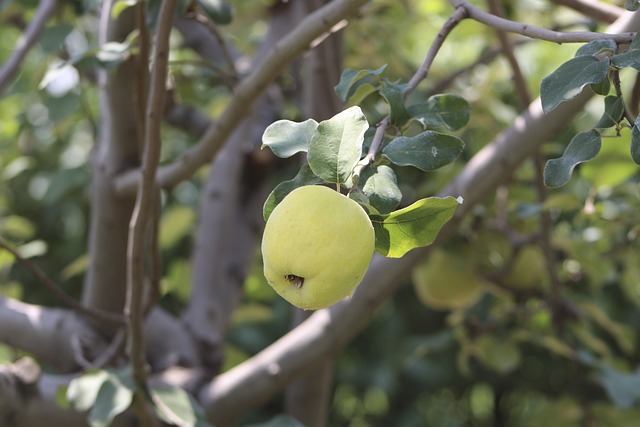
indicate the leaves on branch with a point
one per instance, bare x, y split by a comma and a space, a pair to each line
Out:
412, 227
582, 148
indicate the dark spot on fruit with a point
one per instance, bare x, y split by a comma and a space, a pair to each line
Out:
296, 280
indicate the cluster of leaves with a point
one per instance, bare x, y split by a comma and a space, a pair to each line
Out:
334, 150
596, 64
107, 393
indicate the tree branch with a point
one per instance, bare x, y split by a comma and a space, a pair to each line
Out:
594, 9
143, 213
325, 332
537, 32
26, 42
58, 292
52, 335
245, 94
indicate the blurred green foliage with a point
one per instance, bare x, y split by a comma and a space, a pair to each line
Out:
563, 352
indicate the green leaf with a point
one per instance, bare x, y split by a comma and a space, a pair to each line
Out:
279, 421
582, 148
286, 138
219, 11
120, 6
114, 398
630, 58
448, 111
174, 406
336, 147
597, 46
632, 5
635, 142
567, 81
393, 93
177, 222
412, 227
381, 188
427, 151
52, 38
83, 391
621, 387
613, 112
351, 80
612, 165
603, 88
305, 176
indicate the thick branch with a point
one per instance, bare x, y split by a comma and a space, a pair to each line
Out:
28, 39
246, 93
537, 32
116, 150
55, 336
324, 333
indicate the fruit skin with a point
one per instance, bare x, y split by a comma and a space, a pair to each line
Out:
316, 247
447, 281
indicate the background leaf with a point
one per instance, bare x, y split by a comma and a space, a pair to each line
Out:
582, 148
635, 143
414, 226
219, 11
381, 188
83, 391
174, 406
448, 111
336, 147
351, 80
622, 387
286, 138
427, 151
114, 397
567, 81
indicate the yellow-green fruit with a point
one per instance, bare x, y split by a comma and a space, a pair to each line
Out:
447, 281
317, 246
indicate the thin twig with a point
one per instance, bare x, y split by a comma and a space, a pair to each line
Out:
143, 211
418, 77
537, 32
594, 9
57, 291
26, 42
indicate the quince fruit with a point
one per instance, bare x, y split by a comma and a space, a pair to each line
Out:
447, 281
317, 246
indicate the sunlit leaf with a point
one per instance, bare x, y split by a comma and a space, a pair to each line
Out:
174, 406
427, 151
393, 93
114, 397
448, 111
381, 188
597, 46
415, 226
286, 138
219, 11
336, 147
· · · · · · ·
TASK STATEMENT
Reproduce everything from the line containing "indicate the sunlit leaf with a point" down to the end of the entries above, requests included. Multiply each coordinate in the answers by 1.45 and round it to a whole number, with halves rounded up.

RESPONSE TO THIS EXERCISE
indicate the sunlit leaf with a point
one per instance, bare x, y split by a comma and a space, a pair to each line
Out:
252, 589
619, 219
570, 135
165, 576
650, 161
552, 273
866, 67
602, 328
415, 200
318, 16
487, 213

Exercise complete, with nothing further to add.